-- start Recorded data --
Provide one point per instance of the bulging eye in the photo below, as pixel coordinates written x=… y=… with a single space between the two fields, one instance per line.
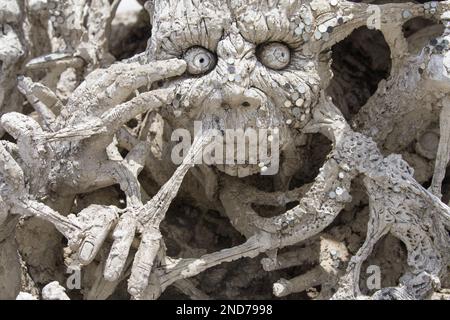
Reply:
x=274 y=55
x=199 y=60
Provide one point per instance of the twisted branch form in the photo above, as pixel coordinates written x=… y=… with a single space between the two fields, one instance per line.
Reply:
x=224 y=63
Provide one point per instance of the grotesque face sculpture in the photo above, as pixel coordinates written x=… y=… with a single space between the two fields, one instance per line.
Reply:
x=246 y=65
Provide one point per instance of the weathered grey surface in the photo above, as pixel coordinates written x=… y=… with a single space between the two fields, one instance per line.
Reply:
x=364 y=143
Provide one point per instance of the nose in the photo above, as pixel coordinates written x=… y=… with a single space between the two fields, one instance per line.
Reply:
x=235 y=96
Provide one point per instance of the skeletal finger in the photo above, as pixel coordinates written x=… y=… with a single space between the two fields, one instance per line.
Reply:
x=137 y=75
x=100 y=220
x=143 y=262
x=123 y=237
x=25 y=86
x=144 y=102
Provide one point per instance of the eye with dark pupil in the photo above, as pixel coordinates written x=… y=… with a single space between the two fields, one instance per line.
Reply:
x=199 y=60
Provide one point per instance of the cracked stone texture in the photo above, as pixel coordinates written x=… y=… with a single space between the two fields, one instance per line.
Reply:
x=90 y=95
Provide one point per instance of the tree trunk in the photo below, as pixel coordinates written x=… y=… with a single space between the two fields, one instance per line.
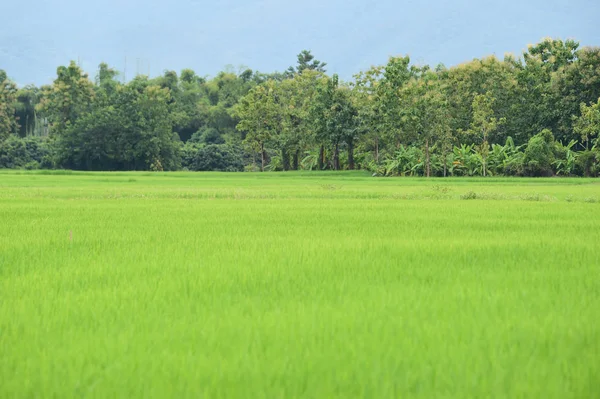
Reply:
x=427 y=156
x=285 y=160
x=336 y=157
x=321 y=157
x=445 y=160
x=295 y=160
x=350 y=155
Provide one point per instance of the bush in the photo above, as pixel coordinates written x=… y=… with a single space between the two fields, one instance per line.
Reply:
x=213 y=157
x=539 y=155
x=588 y=163
x=27 y=153
x=207 y=136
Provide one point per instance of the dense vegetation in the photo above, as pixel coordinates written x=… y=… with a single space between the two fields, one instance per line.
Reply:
x=535 y=115
x=175 y=285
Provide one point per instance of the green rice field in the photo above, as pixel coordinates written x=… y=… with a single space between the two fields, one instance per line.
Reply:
x=298 y=285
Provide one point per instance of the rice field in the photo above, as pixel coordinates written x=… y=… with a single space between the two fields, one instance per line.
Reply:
x=284 y=285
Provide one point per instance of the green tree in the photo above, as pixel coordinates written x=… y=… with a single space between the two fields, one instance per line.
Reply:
x=483 y=124
x=587 y=125
x=8 y=97
x=306 y=61
x=70 y=97
x=259 y=118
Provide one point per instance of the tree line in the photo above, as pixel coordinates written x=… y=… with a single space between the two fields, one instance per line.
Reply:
x=534 y=115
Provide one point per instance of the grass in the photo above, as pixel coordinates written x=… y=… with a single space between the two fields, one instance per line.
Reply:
x=298 y=285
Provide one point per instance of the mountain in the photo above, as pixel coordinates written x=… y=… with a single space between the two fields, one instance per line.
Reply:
x=139 y=36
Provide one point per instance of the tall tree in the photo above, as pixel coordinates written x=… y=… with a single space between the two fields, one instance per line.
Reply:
x=306 y=61
x=587 y=125
x=70 y=97
x=484 y=123
x=8 y=96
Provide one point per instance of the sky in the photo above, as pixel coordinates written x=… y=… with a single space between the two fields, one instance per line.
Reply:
x=141 y=36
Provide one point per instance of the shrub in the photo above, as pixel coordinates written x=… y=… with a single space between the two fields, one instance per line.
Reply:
x=539 y=155
x=213 y=157
x=587 y=163
x=28 y=153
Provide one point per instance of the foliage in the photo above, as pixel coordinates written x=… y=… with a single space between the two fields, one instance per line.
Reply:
x=539 y=155
x=479 y=118
x=26 y=153
x=213 y=157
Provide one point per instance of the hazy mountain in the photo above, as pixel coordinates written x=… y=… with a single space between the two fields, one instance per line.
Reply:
x=265 y=35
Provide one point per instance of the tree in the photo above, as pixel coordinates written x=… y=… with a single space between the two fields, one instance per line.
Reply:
x=539 y=154
x=484 y=123
x=334 y=119
x=425 y=116
x=70 y=97
x=587 y=125
x=8 y=96
x=306 y=61
x=259 y=118
x=133 y=131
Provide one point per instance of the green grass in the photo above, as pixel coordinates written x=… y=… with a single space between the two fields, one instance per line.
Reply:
x=298 y=285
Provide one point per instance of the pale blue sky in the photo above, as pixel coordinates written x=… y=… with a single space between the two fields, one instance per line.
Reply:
x=265 y=35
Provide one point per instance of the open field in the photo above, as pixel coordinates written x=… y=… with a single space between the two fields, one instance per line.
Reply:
x=298 y=285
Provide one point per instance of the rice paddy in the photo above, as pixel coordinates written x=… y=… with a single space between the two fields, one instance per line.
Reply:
x=298 y=285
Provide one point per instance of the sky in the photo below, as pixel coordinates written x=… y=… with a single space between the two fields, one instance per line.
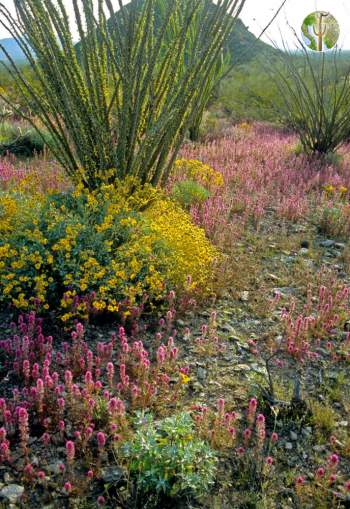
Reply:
x=257 y=14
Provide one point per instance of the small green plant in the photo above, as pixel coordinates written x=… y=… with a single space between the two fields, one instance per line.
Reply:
x=323 y=417
x=168 y=458
x=189 y=192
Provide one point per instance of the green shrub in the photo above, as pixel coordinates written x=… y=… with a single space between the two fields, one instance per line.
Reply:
x=19 y=141
x=167 y=457
x=189 y=192
x=127 y=95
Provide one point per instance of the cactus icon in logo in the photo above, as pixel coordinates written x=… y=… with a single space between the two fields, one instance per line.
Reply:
x=320 y=31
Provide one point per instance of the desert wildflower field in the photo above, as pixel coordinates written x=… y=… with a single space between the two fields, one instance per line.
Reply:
x=174 y=264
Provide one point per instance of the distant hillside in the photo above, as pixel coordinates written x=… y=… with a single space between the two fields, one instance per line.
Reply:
x=13 y=49
x=242 y=45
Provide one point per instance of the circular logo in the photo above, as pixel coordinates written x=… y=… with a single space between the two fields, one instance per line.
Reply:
x=320 y=31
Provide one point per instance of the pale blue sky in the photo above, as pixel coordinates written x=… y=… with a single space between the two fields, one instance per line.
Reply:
x=257 y=13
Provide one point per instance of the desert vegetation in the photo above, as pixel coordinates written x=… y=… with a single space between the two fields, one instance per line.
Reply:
x=174 y=263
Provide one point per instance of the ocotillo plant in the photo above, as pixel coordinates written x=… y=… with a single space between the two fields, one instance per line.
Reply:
x=123 y=106
x=315 y=99
x=321 y=29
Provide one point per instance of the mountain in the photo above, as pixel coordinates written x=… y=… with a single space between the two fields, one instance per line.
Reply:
x=242 y=45
x=245 y=46
x=13 y=49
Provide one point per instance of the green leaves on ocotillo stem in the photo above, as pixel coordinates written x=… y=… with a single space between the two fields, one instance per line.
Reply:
x=125 y=95
x=315 y=96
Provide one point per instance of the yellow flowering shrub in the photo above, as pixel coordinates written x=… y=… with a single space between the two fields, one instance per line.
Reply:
x=90 y=252
x=204 y=174
x=189 y=251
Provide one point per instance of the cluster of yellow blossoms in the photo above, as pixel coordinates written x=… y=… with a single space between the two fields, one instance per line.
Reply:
x=202 y=173
x=88 y=252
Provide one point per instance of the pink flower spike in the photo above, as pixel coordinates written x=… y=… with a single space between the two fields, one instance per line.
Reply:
x=68 y=487
x=101 y=439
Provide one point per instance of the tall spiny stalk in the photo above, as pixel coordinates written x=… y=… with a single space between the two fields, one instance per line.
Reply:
x=315 y=99
x=120 y=105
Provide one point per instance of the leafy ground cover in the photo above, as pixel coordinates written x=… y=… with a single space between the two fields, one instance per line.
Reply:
x=239 y=399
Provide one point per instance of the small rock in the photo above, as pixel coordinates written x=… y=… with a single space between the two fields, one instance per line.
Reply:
x=54 y=468
x=327 y=243
x=7 y=478
x=319 y=448
x=293 y=436
x=111 y=474
x=244 y=296
x=306 y=431
x=201 y=374
x=339 y=245
x=12 y=493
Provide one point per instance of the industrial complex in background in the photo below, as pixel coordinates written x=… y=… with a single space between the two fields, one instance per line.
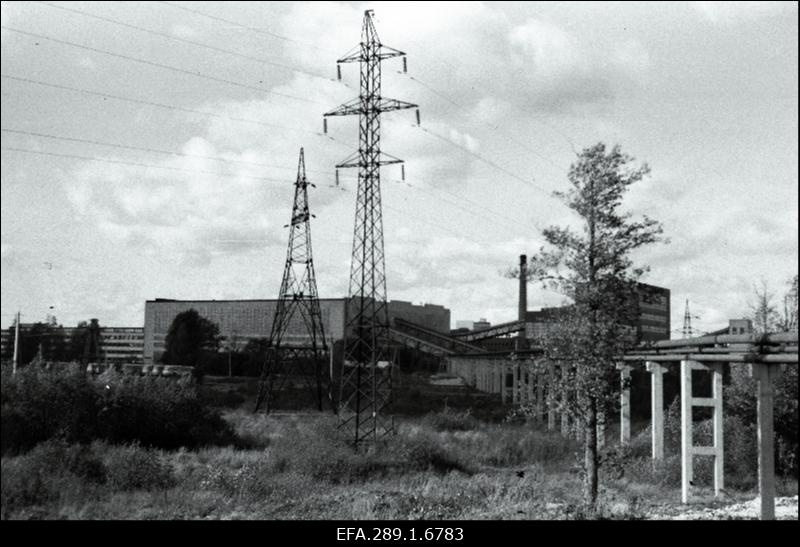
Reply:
x=241 y=321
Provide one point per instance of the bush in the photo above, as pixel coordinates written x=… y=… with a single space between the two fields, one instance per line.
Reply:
x=50 y=472
x=135 y=468
x=42 y=404
x=425 y=451
x=451 y=420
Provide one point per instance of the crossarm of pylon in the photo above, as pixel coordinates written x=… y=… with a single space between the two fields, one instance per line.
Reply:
x=355 y=160
x=347 y=109
x=387 y=105
x=384 y=52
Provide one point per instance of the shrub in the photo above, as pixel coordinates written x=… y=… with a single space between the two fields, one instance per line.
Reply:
x=425 y=451
x=41 y=404
x=159 y=413
x=451 y=420
x=51 y=471
x=135 y=468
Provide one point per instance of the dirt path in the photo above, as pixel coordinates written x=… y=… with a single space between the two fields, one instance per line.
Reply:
x=785 y=509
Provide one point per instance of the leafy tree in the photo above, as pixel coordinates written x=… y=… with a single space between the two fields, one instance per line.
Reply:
x=763 y=312
x=593 y=269
x=740 y=398
x=788 y=320
x=188 y=337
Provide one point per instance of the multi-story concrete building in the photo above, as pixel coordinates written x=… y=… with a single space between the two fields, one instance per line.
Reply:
x=653 y=310
x=117 y=344
x=245 y=320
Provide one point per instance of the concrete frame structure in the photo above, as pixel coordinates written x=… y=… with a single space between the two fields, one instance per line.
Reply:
x=764 y=355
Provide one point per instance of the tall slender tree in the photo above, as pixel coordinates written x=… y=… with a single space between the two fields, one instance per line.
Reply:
x=593 y=268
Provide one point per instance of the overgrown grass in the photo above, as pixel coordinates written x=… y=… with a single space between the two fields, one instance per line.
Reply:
x=64 y=403
x=441 y=465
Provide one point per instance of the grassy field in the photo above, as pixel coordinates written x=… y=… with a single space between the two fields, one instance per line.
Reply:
x=446 y=462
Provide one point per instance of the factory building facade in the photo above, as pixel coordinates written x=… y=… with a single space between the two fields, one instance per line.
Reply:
x=653 y=316
x=245 y=320
x=117 y=344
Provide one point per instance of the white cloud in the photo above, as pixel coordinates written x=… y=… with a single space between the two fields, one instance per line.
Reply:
x=729 y=13
x=183 y=31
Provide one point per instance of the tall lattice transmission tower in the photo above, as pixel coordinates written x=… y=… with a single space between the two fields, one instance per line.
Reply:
x=366 y=380
x=297 y=306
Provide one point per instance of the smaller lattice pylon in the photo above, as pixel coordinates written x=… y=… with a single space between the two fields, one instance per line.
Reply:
x=688 y=331
x=297 y=307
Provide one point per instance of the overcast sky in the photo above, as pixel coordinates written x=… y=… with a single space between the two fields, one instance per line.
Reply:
x=705 y=93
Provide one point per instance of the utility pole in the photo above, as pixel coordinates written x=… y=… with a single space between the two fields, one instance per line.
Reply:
x=366 y=382
x=297 y=297
x=16 y=347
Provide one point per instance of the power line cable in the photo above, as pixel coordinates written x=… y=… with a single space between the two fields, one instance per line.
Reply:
x=169 y=107
x=145 y=149
x=486 y=161
x=190 y=42
x=139 y=164
x=493 y=126
x=240 y=25
x=159 y=65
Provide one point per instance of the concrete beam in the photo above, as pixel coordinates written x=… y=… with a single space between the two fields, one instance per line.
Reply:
x=719 y=446
x=765 y=374
x=656 y=371
x=686 y=429
x=625 y=404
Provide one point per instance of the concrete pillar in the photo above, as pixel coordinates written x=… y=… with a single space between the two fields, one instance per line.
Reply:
x=656 y=371
x=765 y=374
x=686 y=429
x=601 y=429
x=539 y=379
x=523 y=300
x=551 y=413
x=719 y=456
x=529 y=385
x=515 y=383
x=625 y=404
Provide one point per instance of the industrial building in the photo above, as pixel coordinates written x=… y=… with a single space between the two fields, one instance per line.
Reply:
x=117 y=344
x=653 y=313
x=245 y=320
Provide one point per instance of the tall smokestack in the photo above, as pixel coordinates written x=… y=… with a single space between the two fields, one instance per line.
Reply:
x=523 y=298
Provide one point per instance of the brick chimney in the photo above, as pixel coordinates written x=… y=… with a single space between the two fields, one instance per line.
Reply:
x=523 y=298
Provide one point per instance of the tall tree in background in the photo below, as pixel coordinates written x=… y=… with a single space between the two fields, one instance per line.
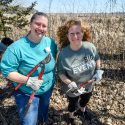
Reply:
x=13 y=16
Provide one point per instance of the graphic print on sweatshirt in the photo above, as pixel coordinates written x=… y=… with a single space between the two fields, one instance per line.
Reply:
x=81 y=66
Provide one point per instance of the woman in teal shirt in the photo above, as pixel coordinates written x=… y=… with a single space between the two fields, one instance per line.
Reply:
x=17 y=62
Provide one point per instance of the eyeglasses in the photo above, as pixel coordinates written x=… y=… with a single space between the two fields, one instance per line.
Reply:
x=73 y=34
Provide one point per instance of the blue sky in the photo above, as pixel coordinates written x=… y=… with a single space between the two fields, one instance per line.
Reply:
x=76 y=6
-- end Recorded data --
Rewrite the listing from its first line through the line containing "x=364 y=143", swapping each "photo" for "image" and leaving all else unchanged. Output only those lines, and leave out the pictures.

Answer for the task:
Provide one point per instance of the bulging eye in the image below, as pixel coordinates written x=… y=… with a single space between the two fields, one instance per line.
Reply:
x=274 y=55
x=199 y=60
Provide one point per instance of the twisted branch form in the image above, as pixel coordinates written x=… y=… with a single space between the two fields, one instance per line.
Reply:
x=224 y=63
Provide one point per instance of the grotesque face sculpture in the image above, as pixel coordinates written x=… y=… with a single space between the two fields, one instance per line.
Reply:
x=246 y=65
Provide one point per instance of the weathered grey surface in the image above, as pixel coordinates written x=… y=… with a single space between the two fields, one instance per line.
Reply:
x=364 y=143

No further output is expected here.